- [Text segment]
My implementation of BiSeNetV1 and BiSeNetV2.
mIOUs and fps on cityscapes val set:
none | ss | ssc | msf | mscf | fps(fp16/fp32) | link |
---|---|---|---|---|---|---|
bisenetv1 | 75.44 | 76.94 | 77.45 | 78.86 | 68/23 | download |
bisenetv2 | 74.95 | 75.58 | 76.53 | 77.08 | 59/21 | download |
mIOUs on cocostuff val2017 set:
none | ss | ssc | msf | mscf | link |
---|---|---|---|---|---|
bisenetv1 | 31.49 | 31.42 | 32.46 | 32.55 | download |
bisenetv2 | 30.49 | 30.55 | 31.81 | 31.73 | download |
Tips:
-
ss means single scale evaluation, ssc means single scale crop evaluation, msf means multi-scale evaluation with flip augment, and mscf means multi-scale crop evaluation with flip evaluation. The eval scales and crop size of multi-scales evaluation can be found in configs.

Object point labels

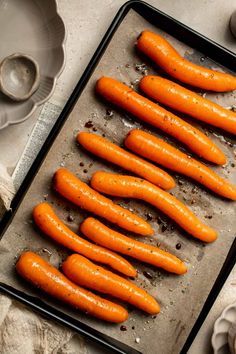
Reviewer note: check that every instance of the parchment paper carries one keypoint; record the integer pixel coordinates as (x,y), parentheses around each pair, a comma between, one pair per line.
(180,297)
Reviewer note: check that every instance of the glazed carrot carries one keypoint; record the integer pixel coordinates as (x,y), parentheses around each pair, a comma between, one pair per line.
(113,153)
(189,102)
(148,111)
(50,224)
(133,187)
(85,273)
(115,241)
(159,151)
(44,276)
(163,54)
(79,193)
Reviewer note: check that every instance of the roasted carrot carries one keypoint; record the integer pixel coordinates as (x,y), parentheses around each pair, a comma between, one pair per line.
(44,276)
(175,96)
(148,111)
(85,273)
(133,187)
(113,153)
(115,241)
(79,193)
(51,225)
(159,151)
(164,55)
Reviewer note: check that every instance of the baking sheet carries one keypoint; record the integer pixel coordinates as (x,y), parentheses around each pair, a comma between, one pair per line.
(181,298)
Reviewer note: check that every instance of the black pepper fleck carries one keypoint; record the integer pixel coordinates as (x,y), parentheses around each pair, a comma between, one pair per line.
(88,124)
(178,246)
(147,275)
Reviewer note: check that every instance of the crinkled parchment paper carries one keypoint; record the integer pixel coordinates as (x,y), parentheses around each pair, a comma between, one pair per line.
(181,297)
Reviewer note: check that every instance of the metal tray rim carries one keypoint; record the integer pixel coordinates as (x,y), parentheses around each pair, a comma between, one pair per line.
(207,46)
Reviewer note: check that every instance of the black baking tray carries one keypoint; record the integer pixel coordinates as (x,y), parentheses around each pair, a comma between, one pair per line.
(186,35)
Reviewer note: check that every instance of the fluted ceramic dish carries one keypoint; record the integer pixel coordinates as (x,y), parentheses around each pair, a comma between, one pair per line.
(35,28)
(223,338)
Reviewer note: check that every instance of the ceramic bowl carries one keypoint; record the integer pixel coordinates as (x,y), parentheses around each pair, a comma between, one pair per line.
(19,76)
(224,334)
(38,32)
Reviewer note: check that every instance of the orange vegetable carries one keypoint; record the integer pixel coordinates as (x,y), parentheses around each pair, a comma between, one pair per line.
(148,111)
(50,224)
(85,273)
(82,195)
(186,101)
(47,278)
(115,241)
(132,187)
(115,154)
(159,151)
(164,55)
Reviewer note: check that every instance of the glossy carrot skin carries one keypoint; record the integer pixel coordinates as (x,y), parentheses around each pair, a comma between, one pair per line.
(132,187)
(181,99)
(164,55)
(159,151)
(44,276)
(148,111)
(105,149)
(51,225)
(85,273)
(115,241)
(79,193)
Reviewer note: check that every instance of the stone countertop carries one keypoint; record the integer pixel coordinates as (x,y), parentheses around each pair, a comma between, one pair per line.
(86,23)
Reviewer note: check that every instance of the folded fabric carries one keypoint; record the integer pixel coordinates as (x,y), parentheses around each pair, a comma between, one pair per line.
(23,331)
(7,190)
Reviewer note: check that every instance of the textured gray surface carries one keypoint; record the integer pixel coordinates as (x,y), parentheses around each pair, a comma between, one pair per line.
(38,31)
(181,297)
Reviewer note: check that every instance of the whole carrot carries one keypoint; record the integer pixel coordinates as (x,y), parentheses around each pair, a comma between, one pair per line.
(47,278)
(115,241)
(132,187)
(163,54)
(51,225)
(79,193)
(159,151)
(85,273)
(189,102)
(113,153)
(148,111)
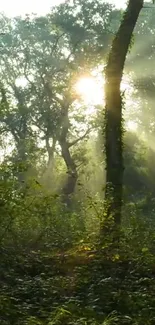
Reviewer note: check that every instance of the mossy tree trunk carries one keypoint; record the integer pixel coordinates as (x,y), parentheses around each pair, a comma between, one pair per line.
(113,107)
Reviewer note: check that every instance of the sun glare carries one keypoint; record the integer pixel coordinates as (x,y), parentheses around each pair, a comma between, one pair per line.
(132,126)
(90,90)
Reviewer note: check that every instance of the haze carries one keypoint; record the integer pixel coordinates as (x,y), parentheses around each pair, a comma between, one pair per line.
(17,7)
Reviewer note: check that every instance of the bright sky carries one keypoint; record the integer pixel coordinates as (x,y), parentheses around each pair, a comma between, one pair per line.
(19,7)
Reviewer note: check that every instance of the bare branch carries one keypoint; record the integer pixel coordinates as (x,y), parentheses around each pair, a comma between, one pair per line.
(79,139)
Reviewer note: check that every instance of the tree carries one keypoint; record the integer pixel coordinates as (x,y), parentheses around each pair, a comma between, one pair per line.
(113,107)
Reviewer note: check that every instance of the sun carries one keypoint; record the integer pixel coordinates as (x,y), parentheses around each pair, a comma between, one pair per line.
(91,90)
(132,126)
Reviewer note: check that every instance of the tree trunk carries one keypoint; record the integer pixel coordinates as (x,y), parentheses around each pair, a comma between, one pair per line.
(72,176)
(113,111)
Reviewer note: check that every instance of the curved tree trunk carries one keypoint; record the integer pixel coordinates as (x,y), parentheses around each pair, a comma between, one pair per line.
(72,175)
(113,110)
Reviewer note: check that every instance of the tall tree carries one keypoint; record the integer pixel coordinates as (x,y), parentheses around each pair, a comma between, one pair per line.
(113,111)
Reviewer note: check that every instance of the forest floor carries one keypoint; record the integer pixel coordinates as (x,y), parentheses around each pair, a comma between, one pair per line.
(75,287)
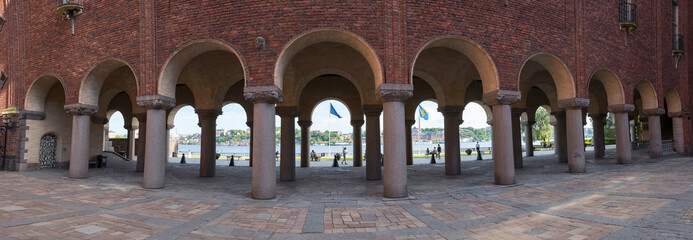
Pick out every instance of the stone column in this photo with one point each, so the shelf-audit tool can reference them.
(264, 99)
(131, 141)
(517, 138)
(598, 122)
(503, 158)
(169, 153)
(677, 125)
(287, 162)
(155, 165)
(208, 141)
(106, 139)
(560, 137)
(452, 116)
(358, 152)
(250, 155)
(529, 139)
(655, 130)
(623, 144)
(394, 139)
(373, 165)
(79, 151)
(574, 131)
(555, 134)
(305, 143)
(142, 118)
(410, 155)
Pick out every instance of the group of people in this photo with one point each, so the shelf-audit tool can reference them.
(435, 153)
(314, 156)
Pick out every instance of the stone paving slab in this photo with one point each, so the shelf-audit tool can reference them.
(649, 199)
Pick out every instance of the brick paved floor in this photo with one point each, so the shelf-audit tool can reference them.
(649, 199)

- [Given request A] Copy out a passage of the BiSeNet page word for word, starting at the words "mIOUs and fps" and ending after "found in configs.".
- [Given request B] Resume the BiSeNet page where it stops, and keep writing from its last sentence onward.

- [Result A]
mIOUs and fps on cityscapes val set:
none | ss | ssc | msf | mscf | fps(fp16/fp32) | link |
---|---|---|---|---|---|---|
bisenetv1 | 75.44 | 76.94 | 77.45 | 78.86 | 68/23 | download |
bisenetv2 | 74.95 | 75.58 | 76.53 | 77.08 | 59/21 | download |
mIOUs on cocostuff val2017 set:
none | ss | ssc | msf | mscf | link |
---|---|---|---|---|---|
bisenetv1 | 31.49 | 31.42 | 32.46 | 32.55 | download |
bisenetv2 | 30.49 | 30.55 | 31.81 | 31.73 | download |
Tips:
-
ss means single scale evaluation, ssc means single scale crop evaluation, msf means multi-scale evaluation with flip augment, and mscf means multi-scale crop evaluation with flip evaluation. The eval scales and crop size of multi-scales evaluation can be found in configs.

- [Result B]
-
The fps is tested in different way from the paper. For more information, please see here.
-
The authors of bisenetv2 used cocostuff-10k, while I used cocostuff-123k(do not know how to say, just same 118k train and 5k val images as object detection). Thus the results maybe different from paper.
-
The model has a big variance, which means that the results of training for many times would vary within a relatively big margin. For example, if you train bisenetv2 for many times, you will observe that the result of ss evaluation of bisenetv2 varies between 73.1-75.1.
-
tensorrt
You can go to tensorrt for details. -
ncnn
You can go to ncnn for details. -
openvino
You can go to openvino for details. -
tis
Triton Inference Server(TIS) provides a service solution of deployment. You can go to tis for details.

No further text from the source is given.